Merkez: Revizyon yaptık ama enflasyonda havlu atmadık

tuqqce

Daimi Üye
Üye
Merkez: Revizyon yaptık ama enflasyonda havlu atmadık
Çift haneye ulaşan mayıs ayı enflasyonunun ardından hedeflerini revize eden Merkez Bankası’ndan ’havlu atmadık, atmayız’ savunması geldi. Merkez Bankası Başkanı Durmuş Yılmaz, revizyonun orta vadeli program için gerekli olduğunu söylerken, "Revizyon Merkez Bankası’nın gevşek para politikası takip edeceği anlamına gelmiyor" dedi.

:: Kayıtlı öğeler ::
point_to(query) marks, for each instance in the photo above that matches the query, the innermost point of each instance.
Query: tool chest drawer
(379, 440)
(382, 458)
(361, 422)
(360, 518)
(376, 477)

:: Görev listesi ::
a) Merkez Bankası hedef revizyonuna ilişkin alıntıya göre aşağıdaki soruları yanıtlayın:
(i) Hangi ayın enflasyonu çift haneye ulaşmıştır?
(ii) Merkez Bankası Başkanı olarak kimin adı geçmektedir?
(iii) Başkana göre revizyon neyi ifade etmemektedir?
b) Alıntıda Merkez Bankası Başkanı hedeflerin revize edilmesini hangi gerekçeye dayandırıyor? Bir veya iki cümleyle açıklayın.
c) Merkez Bankası tarafının alıntıda revizyonla ilgili dile getirdiği tüm görüşleri sıralayın.

:: Yanıtlar ::
a)
(i) Mayıs ayı enflasyonu.
(ii) Durmuş Yılmaz.
(iii) Merkez Bankası'nın gevşek para politikası izleyeceğini.

b) Durmuş Yılmaz, revizyonun orta vadeli program için gerekli olduğunu söylüyor. Revizyon, mayıs ayında enflasyonun çift haneye ulaşmasının ardından yapıldı.

c)
- Enflasyonda havlu atmadıklarını ve atmayacaklarını.
- Revizyonun orta vadeli program için gerekli olduğunu.
- Revizyonun, Merkez Bankası'nın gevşek para politikası izleyeceği anlamına gelmediğini.